───── KUTIPAN TEKS ─────
Dengan hanya menggunakan fixed gear, tantangan terberat terjadi ketika melewati tanjakan.
Peserta harus berhenti dan turun dari sepeda untuk mengganti gir. Roda belakang harus dilepas, kemudian diputar 180 derajat untuk dapat mengaitkan rantai sepeda pada gir di sisi lain roda. Barulah ia dapat melanjutkan perjalanan dengan gir yang sudah disesuaikan kebutuhan.
Padahal, teknologi pemindah gir sudah tersedia sejak tahun 1903. Adalah Sturmey-Archer yang memperkenalkan gir dengan tiga kecepatan. Sistem buatan Archer dioperasikan dengan menekan dan menarik tuas untuk memilih gir, belum menggunakan sistem kabel seperti saat ini.
Baca juga: Tour de France, Jauh di Mata Dekat di Hati
Aturan lainnya ialah peserta tidak boleh didampingi mekanik untuk memperbaiki sepeda. Segala kendala mekanis harus ditangani sendiri oleh peserta. Maka dari itu, pada 30 edisi awal Tour de France, peralatan perbaikan, ban cadangan, dan pompa sepeda terpasang di rangka sepeda.
Belum lagi bobot sepeda yang dikayuh bisa sekitar 12-15 kilogram termasuk peralatan dan air minum yang dibawa. Dahulu, sepeda balap masih terbuat dari bahan besi, sekarang mayoritas berbahan komposit karbon yang ringan. Sebagai perbandingan, sepeda kompetisi di era modern menurut ketentuan Union Cycliste Internationale (UCI) minimal seberat 6,8 kilogram.
Aturan Tour de France yang begitu menyulitkan tidak membendung para peserta mencapai garis finis. Capaian rata-rata waktu tempuh tercepat pada periode 1903 hingga 1936 mencapai 31 km/jam. Kecepatan ini cukup tinggi dibandingkan dengan pesepeda pemula dengan sepeda modern yang rata-rata kecepatannya sekitar 24 km/jam.
───── DATA YANG DIKAJI ─────
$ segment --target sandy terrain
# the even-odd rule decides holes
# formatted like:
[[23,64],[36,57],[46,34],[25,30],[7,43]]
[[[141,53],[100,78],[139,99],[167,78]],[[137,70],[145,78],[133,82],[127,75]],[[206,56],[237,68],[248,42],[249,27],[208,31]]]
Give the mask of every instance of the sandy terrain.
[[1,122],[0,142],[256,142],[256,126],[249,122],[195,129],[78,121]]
─────
_TUGAS LATIHAN:_
[a] Apakah pernyataan berikut sesuai dengan kutipan tentang Tour de France masa awal? Jawab ya atau tidak untuk tiap pernyataan, lalu kutip persis kata-kata dalam kutipan yang menjadi penentunya. (i) Sturmey-Archer memperkenalkan gir dengan tiga kecepatan. (ii) Peserta boleh dibantu mekanik ketika sepedanya rusak. (iii) Menurut ketentuan UCI, sepeda kompetisi era modern minimal seberat 6,8 kilogram.
[b] Lanjutkan kutipan tentang Tour de France masa awal, dimulai setelah kalimat terakhirnya.

_JAWABAN TIAP TUGAS:_
[a]
(i) Ya: "Adalah Sturmey-Archer yang memperkenalkan gir dengan tiga kecepatan."
(ii) Tidak: "peserta tidak boleh didampingi mekanik untuk memperbaiki sepeda."
(iii) Ya: "sepeda kompetisi di era modern menurut ketentuan Union Cycliste Internationale (UCI) minimal seberat 6,8 kilogram."

[b]
Semakin sengit
Dengan hadirnya teknologi canggih, bukan berarti kompetisi ini menjadi mudah dilalui seperti yang dikhawatirkan Desgrange. Dari perbandingan catatan waktu terlihat persaingan antarpebalap Tour de France dari waktu ke waktu semakin sengit.
Catatan kecepatan peserta era sebelum 1936 ialah 27 km/jam untuk menyelesaikan lomba. Setelah tahun 1937 hingga saat ini, rata-rata kecepatan tertinggi mencapai 37 km/jam. Artinya, terdapat peningkatan kecepatan 10 km/jam dari dua era yang berbeda.
Selisih waktu yang semakin sempit menandakan semakin ketatnya Tour de France di masa kini. Bahkan, posisi finis antarpebalap di beberapa etape hanya berselisih setengah diameter ban saja atau hanya sepersekian detik.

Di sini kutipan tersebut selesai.